Data:
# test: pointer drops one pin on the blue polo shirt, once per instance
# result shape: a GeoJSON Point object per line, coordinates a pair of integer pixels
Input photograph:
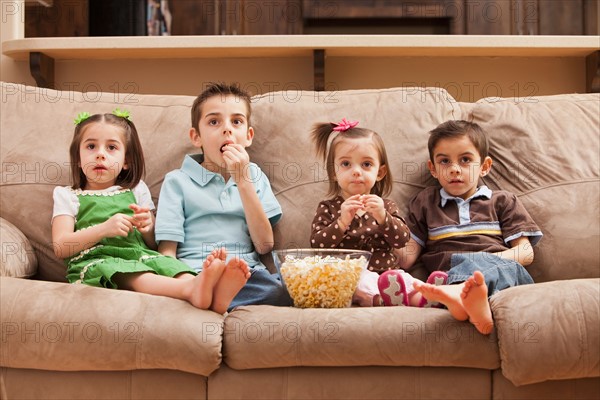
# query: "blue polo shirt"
{"type": "Point", "coordinates": [201, 212]}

Exercise instructions:
What is needed is an exact restatement of every line from the line containing "# result shape: a" through the last line of the records, minus any pictures.

Answer to this task:
# result shape: a GeoJSON Point object per line, coordinates a pair of integer pixels
Input photograph:
# query: "blue polo shirt"
{"type": "Point", "coordinates": [201, 212]}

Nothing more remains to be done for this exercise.